神奈川県、「ME-BYO®」商標登録までの道

神奈川県

「未病」という言葉、ご存知ですか?

こんにちは。
さっそくですが皆さんは、「未病」という言葉をご存知ですか?「未病」とは、検査や診察などを受けても異常は見つからないが、健康とも言えない状態のことを指します。言い換えれば、健康と病気を2つの明確に分けられる概念として捉えるのではなく、心身の状態は健康と病気の間を連続的に変化するものと捉え、このすべての変化の過程を表す概念ということです。今回は、この「未病」が「ME-BYO®」として商標登録されたという、興味深い話題をご紹介します。

神奈川県が始めた、新たな取り組み

日本は今までにない高齢化社会の時代を迎えています。神奈川県・千葉県・埼玉県・東京都は、かつての高度成長期に移住してきた人たちや、団塊世代の人たちが一気に高齢を迎えるため、全国平均を上回る勢いで超高齢化社会になっていくことが予測されています。
神奈川県が懸念したのは、このまま何の対策も行わずに将来を迎えた場合、医療や介護サービスの提供が追い付かなくなり、社会の仕組みが立ち行かなくなることでした。

ポイント位置特定データ:

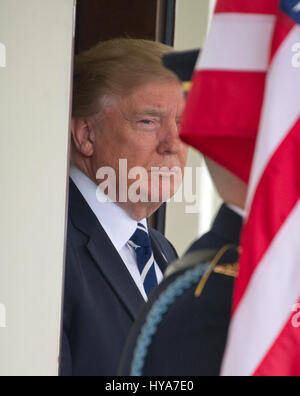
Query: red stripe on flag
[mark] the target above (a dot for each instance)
(283, 27)
(222, 117)
(277, 194)
(283, 359)
(253, 6)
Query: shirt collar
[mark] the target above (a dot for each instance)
(116, 222)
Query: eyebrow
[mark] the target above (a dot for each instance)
(152, 112)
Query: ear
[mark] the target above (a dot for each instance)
(82, 136)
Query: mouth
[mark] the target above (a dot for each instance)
(164, 171)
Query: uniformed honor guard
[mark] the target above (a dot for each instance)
(182, 331)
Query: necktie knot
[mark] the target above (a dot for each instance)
(140, 239)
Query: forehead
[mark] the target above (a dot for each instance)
(158, 98)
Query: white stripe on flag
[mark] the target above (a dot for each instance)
(147, 267)
(279, 112)
(238, 42)
(269, 299)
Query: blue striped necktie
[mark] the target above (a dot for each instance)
(140, 241)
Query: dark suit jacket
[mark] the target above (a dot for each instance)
(101, 300)
(191, 338)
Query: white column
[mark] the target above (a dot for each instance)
(35, 92)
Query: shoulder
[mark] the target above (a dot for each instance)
(178, 326)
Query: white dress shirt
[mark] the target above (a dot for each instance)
(237, 210)
(118, 225)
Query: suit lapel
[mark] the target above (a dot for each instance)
(159, 255)
(104, 253)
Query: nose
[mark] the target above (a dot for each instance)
(170, 142)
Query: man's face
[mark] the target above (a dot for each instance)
(143, 128)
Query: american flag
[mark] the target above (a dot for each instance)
(247, 81)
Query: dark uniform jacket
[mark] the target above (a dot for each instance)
(101, 299)
(178, 334)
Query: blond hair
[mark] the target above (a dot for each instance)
(115, 68)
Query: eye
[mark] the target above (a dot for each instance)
(147, 122)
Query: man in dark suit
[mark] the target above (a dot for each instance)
(182, 331)
(126, 107)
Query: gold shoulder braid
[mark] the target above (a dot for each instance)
(223, 269)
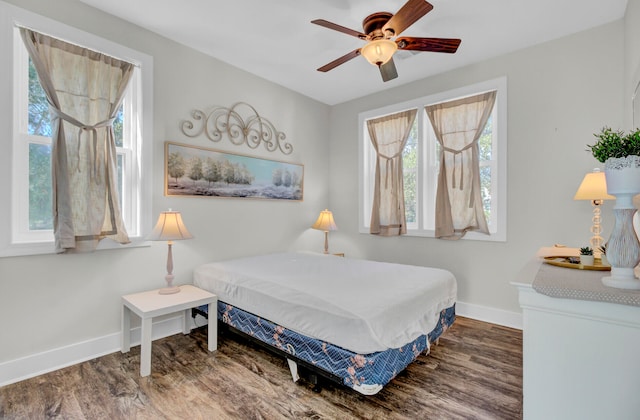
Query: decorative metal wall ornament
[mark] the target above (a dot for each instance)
(253, 130)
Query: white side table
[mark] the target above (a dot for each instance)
(148, 305)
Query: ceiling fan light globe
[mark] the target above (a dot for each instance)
(379, 51)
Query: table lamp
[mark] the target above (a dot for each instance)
(594, 188)
(169, 228)
(325, 223)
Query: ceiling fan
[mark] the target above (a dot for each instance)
(381, 30)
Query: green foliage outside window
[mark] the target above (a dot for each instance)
(39, 124)
(410, 168)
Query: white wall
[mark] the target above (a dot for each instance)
(632, 58)
(559, 94)
(51, 301)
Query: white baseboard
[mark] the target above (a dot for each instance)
(48, 361)
(492, 315)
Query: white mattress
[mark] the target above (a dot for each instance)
(362, 306)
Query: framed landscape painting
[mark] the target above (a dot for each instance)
(197, 171)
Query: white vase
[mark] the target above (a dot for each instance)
(623, 248)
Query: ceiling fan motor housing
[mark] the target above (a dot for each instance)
(373, 24)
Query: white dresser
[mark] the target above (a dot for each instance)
(581, 359)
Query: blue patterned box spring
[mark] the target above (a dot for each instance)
(366, 373)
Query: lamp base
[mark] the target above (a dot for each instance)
(169, 290)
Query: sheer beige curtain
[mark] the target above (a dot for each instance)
(458, 125)
(389, 135)
(84, 89)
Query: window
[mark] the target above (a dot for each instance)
(29, 229)
(421, 164)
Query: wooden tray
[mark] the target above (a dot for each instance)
(564, 262)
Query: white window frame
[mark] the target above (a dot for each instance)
(15, 238)
(426, 201)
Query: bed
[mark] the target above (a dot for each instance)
(356, 322)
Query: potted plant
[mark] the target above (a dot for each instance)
(620, 153)
(586, 256)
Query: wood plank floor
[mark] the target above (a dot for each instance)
(474, 373)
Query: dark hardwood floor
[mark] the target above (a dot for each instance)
(474, 373)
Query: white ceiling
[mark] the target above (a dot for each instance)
(275, 40)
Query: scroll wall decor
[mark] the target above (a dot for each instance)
(252, 129)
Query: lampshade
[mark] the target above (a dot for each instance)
(378, 52)
(593, 187)
(325, 222)
(169, 228)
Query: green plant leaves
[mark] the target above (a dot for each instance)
(615, 144)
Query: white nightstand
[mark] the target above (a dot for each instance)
(148, 305)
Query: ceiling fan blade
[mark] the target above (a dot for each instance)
(388, 71)
(339, 28)
(445, 45)
(407, 15)
(335, 63)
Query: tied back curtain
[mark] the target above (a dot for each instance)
(84, 89)
(389, 135)
(458, 125)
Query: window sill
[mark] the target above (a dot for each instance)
(43, 248)
(470, 236)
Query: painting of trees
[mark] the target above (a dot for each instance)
(198, 171)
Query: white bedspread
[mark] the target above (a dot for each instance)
(362, 306)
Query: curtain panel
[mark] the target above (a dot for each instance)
(84, 89)
(389, 135)
(458, 126)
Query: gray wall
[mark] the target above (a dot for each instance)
(52, 301)
(559, 94)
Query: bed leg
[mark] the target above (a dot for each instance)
(293, 367)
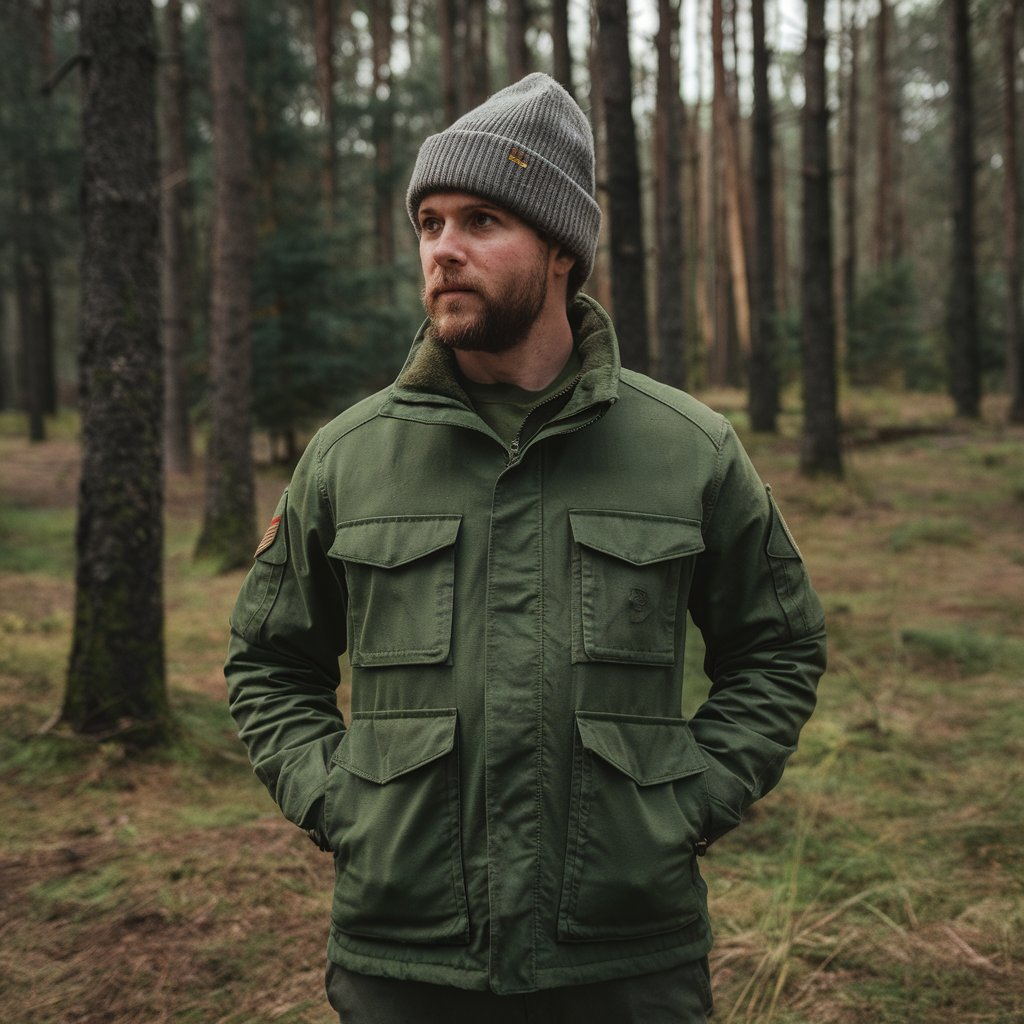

実施事項 A: 未病を扱った引用文のうち、「神奈川県、「ME-BYO®」商標登録までの道」を含む箇所から始めて「興味深い話題をご紹介します。」で終わる部分を、そのまま抜き出してください。
実施事項 B: 未病を扱った引用文では、「未病」とはどのような状態を指すと説明されていますか。
実施事項 C: 未病と神奈川県の取り組みについての引用文を、最後の文の後から書き進めてください。
上の資料は引用文の内容とは関係がありません。

回答欄 A:
神奈川県、「ME-BYO®」商標登録までの道

神奈川県

「未病」という言葉、ご存知ですか?

こんにちは。
さっそくですが皆さんは、「未病」という言葉をご存知ですか?「未病」とは、検査や診察などを受けても異常は見つからないが、健康とも言えない状態のことを指します。言い換えれば、健康と病気を2つの明確に分けられる概念として捉えるのではなく、心身の状態は健康と病気の間を連続的に変化するものと捉え、このすべての変化の過程を表す概念ということです。今回は、この「未病」が「ME-BYO®」として商標登録されたという、興味深い話題をご紹介します。

回答欄 B: 検査や診察などを受けても異常は見つからないが、健康とも言えない状態です。

回答欄 C:
医学が発達している昨今、病気にかかってからの治療法だけなく、生活習慣病などになったり介護が必要な状態になったりするプロセスが明らかになってきており、予防法が次々と編み出されています。神奈川県はやがて迎える超高齢化時代に備えて、まだ病気ではないが健康でもない状態、「未病」を治す取り組みを県内の各自治体、企業や団体、そして県民と手を取り合って進めることに決めました。こうして2014年1月に提唱されたのが「未病を治すかながわ宣言」です。

この宣言への賛同を呼びかけ、多くの企業や団体の参画を促し、新たな産業とすべく「未病」という言葉を積極的に発信し浸透させたいとの願いから、神奈川県はこの言葉の商標登録を目指しました。

「ME-BYO®」商標登録のいきさつとは?

「未病」の商標登録を目指した神奈川県でしたが、この言葉が商標登録されることは難しいと思われていました。なぜなら、「未病」は中国の古典書物に登場する言葉であり、医学用語としての側面を持っているからです。医学用語のように一般的に使われる言葉は、基本的に商標登録はできないとされています。理由は、このような言葉が商標登録されると、多くの人が困ってしまうからです。

2013年5月、神奈川県知事がアメリカを訪問した際、英語にない「未病」の概念を説明することになりました。そこで、県知事が「ME-BYO®」という言葉で「未病」を説明したところ、いい感じにアメリカ人の理解と興味が得られたのです。このことが発端で、神奈川県は「ME-BYO®」という言葉を、海外も含めて普及させブランド化させようと盛り上がり、商標登録するまでに至ったのです。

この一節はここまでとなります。